Coordinate labeling data:
☆ ☆ ☆ ☆ ☆

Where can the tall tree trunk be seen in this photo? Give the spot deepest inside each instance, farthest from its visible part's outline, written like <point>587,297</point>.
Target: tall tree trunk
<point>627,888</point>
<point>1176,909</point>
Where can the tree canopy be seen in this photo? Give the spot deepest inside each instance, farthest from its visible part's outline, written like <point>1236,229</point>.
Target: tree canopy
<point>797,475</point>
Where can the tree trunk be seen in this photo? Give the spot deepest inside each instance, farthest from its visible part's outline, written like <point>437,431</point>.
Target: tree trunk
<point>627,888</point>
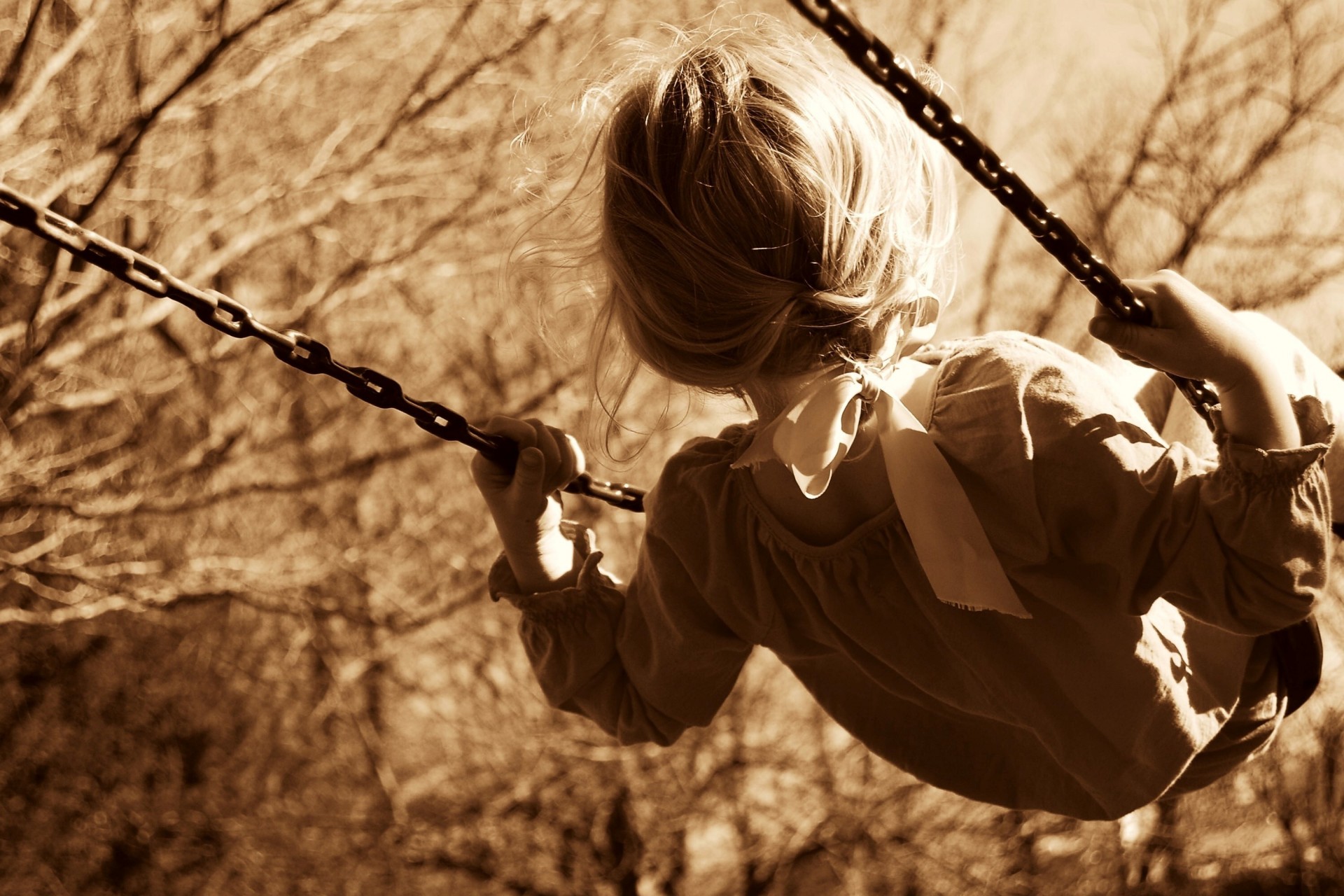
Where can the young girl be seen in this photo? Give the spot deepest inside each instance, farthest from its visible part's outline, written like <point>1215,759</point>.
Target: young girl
<point>981,561</point>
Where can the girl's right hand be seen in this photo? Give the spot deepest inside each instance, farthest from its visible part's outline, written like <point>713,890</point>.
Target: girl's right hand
<point>1193,335</point>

☆ ☆ ☆ ☆ ☆

#### Task prompt
Recast the records from the line containing "Where can the tree canopy" through the end of the records as a two-column CSV with the columns input and output. Each row should hold the text in one quoted field and its answer in the other, with line breaks turned into spaces. Leave the pictures out.

#### Task result
input,output
"Where can the tree canopy be seen in this photo? Give the spot deepest inside each instance, farthest from its visible part's outline, written like <point>1236,229</point>. Target: tree canopy","<point>797,475</point>"
"Where can the tree trunk be seen in this photo? Give the spot deepest inside each instance, farthest from its visible part's outline, written like <point>437,431</point>. Target: tree trunk","<point>627,888</point>"
"Where can the young girl be seen in this photo? Give the spot deepest inside each instance, farthest from its visible part's outline, written like <point>1215,759</point>. Target: young girl","<point>981,561</point>"
"Where can the girl's right hand be seen in this photo? Give the spot deepest inside each instance, farthest from its visible part's outline, written like <point>713,890</point>. Target: girl's right hand","<point>1193,335</point>"